WHAT IS REQUIRED: From the article on Madonna's visit to a hospital in Malawi, extract the stretch from "Raising Malawi, the" through "Malawi's lingua franca.", copying it word for word.

Yesterday, the singer mingled with sick children and their mothers at Malawi's biggest hospital, the Queen Elizabeth Central in the commercial capital, Blantyre.
"I'm happy to be associated with the future of your beautiful country. Children are your future," she told the hospital staff as she launched the construction of a two-storey, 50-bed paediatric ward at the hospital.
Raising Malawi, the charity Madonna created in 2006 when she adopted her son David, has funded the training of paediatric surgeons to work in the ward.
"The new facility will double the number of surgeries for children performed at Queen Elizabeth Central Hospital and will provide the first dedicated paediatrics intensive care unit in the country," the charity's director, Sarah Ezzy, said.
Madonna, accompanied by Mercy, carried sick babies and joked with their mothers, trying out her rudimentary grasp of Chichewa - Malawi's lingua franca.
"Muli bwanji?" she attempted a local greeting before quipping: "I'm now a Malawian."
She was accompanied to the hospital by Mercy and Rocco, her 14-year-old son with British film director Guy Ritchie.
Madonna was today to meet Malawi's new President Peter Mutharika - who took over from Joyce Banda after elections in May - for talks at his official residence, the Kamuzu Palace.
"We welcome Madonna as guest of the Government and people of Malawi," said the President's press secretary, Frederick Ndala.
"The President appreciates the charity work she is doing for the people of Malawi."
Madonna and Banda had a series of public disagreements after the pop star sacked the leader's sister, Anjimile Mtila-Oponyo, as head of her charity.

PROVIDED RECORDS:

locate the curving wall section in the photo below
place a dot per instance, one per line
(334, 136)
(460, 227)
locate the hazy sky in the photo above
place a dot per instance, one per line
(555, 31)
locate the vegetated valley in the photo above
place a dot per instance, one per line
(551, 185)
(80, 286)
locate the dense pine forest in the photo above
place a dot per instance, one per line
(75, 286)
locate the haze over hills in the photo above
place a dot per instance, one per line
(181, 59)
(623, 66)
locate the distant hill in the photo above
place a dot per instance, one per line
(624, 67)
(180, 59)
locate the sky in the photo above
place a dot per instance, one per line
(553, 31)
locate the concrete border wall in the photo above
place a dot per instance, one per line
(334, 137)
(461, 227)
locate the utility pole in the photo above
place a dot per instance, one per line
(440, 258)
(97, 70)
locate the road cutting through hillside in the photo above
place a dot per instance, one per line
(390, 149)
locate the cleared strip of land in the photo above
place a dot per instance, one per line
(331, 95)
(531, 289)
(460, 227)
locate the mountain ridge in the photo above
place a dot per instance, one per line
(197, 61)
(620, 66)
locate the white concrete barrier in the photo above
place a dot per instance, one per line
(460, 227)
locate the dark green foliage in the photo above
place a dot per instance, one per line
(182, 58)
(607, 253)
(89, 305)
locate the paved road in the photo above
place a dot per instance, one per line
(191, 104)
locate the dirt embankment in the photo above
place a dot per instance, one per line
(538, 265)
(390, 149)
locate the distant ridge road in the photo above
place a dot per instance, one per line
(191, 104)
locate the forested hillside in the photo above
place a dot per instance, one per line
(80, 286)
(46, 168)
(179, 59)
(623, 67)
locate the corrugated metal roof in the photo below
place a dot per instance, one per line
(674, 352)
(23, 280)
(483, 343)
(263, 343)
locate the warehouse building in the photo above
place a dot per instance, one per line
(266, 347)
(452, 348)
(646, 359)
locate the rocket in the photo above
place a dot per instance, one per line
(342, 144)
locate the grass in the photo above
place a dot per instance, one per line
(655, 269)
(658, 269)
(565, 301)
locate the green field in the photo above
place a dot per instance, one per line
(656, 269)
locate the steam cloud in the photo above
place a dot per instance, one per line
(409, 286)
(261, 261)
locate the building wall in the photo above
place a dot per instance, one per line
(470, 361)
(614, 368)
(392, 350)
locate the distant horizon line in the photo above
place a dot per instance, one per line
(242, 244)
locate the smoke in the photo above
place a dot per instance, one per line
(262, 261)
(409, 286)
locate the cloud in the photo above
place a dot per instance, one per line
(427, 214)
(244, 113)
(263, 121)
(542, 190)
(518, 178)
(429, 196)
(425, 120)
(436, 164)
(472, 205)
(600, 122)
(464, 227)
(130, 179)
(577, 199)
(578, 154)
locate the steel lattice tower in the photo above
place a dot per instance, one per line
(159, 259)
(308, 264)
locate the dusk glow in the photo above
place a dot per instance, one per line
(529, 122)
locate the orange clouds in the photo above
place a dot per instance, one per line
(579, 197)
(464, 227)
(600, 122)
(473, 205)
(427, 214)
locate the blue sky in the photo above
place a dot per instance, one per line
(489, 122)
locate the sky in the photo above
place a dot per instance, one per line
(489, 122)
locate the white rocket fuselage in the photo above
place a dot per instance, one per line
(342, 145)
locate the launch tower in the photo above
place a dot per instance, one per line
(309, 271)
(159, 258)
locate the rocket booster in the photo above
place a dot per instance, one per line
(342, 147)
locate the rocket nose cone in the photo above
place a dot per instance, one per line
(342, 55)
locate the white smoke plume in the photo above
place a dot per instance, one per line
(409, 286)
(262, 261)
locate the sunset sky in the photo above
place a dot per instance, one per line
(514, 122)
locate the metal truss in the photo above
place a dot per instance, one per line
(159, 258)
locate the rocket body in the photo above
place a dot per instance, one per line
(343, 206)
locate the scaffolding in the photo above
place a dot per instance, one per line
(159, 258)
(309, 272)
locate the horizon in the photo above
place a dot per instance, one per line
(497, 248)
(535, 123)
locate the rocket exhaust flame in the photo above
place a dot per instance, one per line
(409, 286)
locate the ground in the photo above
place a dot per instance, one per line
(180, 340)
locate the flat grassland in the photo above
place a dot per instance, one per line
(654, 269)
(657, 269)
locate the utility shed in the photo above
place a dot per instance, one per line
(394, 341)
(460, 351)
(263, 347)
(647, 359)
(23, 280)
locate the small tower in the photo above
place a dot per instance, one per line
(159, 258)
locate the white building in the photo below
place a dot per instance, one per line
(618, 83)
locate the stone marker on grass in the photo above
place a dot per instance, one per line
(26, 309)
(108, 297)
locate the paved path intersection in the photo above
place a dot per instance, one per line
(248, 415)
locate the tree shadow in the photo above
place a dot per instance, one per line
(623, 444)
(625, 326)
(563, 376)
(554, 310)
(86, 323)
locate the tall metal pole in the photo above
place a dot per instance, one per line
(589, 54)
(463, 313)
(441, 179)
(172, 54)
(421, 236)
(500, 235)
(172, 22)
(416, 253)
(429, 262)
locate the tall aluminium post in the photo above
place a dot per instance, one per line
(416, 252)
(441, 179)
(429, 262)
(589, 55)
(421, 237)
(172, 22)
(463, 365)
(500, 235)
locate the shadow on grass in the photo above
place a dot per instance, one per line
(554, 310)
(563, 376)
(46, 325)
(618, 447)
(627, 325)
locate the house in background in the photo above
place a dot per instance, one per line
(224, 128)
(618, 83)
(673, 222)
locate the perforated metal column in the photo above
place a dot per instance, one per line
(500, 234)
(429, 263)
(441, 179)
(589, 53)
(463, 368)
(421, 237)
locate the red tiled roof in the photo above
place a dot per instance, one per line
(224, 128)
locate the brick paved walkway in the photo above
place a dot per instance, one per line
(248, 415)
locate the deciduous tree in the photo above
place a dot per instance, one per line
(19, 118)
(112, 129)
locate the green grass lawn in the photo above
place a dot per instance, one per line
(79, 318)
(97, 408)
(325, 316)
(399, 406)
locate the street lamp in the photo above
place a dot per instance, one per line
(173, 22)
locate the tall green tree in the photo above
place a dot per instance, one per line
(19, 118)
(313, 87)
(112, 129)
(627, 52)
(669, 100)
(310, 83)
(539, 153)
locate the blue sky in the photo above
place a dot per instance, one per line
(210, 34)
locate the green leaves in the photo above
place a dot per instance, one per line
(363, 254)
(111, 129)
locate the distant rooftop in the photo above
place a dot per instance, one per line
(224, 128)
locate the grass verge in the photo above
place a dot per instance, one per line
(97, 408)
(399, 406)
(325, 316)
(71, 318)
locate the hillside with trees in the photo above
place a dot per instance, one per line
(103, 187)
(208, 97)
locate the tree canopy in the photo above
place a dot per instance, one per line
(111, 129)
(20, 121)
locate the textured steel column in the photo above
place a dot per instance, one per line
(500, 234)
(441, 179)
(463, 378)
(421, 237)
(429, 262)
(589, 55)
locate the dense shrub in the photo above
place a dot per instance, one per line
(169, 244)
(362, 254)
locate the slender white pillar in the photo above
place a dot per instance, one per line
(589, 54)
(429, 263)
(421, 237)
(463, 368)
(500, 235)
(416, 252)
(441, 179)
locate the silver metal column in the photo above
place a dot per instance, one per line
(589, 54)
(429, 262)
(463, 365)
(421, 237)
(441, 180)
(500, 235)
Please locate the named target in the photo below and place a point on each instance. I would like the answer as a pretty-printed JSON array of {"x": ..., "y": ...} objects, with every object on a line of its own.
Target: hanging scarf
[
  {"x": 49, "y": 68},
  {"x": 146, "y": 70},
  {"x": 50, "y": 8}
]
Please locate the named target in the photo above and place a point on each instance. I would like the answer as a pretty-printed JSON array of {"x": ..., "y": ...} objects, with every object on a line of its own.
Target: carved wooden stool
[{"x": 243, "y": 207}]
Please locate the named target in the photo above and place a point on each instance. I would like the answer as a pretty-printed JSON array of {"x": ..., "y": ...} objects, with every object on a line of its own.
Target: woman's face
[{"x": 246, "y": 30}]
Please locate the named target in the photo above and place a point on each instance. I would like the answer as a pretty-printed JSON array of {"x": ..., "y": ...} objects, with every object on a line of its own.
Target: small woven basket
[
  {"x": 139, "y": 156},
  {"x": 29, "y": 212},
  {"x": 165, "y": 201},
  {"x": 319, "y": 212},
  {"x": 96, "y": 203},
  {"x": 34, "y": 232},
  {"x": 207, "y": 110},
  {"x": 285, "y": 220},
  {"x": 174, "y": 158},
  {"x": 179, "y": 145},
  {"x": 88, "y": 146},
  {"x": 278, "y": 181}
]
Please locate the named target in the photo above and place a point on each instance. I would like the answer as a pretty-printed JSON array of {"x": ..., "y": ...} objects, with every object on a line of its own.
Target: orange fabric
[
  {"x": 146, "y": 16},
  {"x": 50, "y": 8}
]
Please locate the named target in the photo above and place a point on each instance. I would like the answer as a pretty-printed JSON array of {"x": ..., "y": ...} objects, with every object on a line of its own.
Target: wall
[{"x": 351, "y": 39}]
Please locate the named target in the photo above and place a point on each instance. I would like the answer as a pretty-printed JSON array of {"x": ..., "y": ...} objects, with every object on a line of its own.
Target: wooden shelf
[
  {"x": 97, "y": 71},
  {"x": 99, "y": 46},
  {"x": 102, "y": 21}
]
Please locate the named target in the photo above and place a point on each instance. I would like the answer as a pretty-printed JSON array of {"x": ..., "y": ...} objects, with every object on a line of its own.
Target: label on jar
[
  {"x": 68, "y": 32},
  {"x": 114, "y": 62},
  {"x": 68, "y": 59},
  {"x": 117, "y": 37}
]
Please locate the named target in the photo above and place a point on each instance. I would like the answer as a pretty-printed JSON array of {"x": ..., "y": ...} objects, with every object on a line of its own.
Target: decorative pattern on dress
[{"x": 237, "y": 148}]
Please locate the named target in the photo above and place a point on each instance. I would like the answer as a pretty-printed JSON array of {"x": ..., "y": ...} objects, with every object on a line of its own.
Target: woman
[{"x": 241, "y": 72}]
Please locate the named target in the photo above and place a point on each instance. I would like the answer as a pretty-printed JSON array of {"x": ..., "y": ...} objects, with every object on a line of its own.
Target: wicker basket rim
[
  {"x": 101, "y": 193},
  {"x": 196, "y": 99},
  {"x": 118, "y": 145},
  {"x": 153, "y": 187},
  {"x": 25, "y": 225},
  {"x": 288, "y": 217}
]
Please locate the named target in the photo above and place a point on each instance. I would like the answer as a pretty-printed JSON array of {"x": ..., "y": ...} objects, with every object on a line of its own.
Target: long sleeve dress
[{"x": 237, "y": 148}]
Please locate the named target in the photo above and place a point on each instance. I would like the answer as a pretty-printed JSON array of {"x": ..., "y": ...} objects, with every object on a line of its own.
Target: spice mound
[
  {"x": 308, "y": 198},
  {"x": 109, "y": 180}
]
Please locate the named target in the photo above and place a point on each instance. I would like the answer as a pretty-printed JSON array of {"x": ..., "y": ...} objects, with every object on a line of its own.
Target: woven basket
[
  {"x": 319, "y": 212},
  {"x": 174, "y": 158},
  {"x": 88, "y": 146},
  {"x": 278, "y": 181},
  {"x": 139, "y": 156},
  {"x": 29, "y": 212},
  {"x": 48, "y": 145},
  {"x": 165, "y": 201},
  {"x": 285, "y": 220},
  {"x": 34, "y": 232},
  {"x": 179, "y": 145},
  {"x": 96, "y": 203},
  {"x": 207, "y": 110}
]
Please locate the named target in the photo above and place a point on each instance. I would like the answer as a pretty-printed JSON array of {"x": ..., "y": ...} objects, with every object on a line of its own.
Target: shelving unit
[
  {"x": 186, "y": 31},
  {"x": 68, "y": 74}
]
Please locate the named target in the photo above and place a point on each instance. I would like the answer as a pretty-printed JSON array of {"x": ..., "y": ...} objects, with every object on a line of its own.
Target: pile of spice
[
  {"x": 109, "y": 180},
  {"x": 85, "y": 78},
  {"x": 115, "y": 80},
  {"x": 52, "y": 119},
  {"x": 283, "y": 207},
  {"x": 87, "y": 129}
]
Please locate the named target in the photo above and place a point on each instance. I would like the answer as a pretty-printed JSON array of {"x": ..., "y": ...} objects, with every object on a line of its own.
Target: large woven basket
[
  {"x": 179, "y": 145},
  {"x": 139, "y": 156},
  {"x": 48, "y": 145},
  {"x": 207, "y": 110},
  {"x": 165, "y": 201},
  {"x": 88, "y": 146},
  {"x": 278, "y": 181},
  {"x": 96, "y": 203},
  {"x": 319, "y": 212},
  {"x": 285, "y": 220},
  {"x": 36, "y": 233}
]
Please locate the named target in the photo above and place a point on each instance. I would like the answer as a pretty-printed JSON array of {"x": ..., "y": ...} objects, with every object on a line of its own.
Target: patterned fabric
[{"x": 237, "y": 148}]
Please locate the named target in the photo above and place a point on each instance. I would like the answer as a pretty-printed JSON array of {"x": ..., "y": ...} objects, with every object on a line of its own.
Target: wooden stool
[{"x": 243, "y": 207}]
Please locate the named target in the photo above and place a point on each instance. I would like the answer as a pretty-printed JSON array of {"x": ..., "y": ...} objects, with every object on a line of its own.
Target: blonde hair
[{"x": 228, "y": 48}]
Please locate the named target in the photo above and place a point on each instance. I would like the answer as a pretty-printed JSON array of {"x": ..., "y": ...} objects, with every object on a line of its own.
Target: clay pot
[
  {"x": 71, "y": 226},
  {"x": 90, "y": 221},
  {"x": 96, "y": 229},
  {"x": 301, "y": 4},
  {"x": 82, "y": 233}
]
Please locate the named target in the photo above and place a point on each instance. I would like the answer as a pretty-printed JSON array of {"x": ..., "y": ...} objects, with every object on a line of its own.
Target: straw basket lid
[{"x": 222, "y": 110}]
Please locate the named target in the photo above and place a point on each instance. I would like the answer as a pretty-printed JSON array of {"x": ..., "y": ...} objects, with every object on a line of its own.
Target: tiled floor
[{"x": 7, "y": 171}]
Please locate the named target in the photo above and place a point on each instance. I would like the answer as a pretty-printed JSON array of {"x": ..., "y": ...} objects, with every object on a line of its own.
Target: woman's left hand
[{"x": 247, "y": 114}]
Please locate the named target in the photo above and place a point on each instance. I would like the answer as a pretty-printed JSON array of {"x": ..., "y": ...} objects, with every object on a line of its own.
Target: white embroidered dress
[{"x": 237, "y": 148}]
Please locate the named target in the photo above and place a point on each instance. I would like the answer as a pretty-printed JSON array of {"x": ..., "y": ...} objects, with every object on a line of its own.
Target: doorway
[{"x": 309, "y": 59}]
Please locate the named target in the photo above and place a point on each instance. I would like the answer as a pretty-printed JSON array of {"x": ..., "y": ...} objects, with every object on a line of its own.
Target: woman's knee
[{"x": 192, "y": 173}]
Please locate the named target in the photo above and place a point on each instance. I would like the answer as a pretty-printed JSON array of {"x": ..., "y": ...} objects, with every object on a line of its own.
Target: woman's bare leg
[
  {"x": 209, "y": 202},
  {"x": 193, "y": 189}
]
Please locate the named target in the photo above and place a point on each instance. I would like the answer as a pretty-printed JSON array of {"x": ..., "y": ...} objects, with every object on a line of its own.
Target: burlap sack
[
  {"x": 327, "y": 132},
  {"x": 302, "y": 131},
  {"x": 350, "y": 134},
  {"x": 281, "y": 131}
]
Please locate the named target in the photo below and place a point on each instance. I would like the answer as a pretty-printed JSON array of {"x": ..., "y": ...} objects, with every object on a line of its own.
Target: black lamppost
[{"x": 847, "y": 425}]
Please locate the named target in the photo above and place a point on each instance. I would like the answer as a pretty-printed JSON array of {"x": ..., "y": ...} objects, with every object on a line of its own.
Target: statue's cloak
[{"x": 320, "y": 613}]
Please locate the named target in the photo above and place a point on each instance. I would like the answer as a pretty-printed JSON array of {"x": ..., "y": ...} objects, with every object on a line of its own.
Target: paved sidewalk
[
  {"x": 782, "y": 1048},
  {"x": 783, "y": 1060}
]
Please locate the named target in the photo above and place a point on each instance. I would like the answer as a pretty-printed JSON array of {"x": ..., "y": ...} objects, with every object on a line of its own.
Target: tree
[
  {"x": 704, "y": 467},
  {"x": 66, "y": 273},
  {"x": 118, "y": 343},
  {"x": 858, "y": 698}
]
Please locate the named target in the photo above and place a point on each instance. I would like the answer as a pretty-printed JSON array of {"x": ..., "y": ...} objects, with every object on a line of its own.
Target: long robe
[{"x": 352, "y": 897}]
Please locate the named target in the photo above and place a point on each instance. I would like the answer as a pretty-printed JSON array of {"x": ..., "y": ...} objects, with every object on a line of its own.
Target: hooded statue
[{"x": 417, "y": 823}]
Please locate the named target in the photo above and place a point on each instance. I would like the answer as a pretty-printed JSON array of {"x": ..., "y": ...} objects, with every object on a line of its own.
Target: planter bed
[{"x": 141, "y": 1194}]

TASK OUTPUT:
Raising Malawi, the charity Madonna created in 2006 when she adopted her son David, has funded the training of paediatric surgeons to work in the ward.
"The new facility will double the number of surgeries for children performed at Queen Elizabeth Central Hospital and will provide the first dedicated paediatrics intensive care unit in the country," the charity's director, Sarah Ezzy, said.
Madonna, accompanied by Mercy, carried sick babies and joked with their mothers, trying out her rudimentary grasp of Chichewa - Malawi's lingua franca.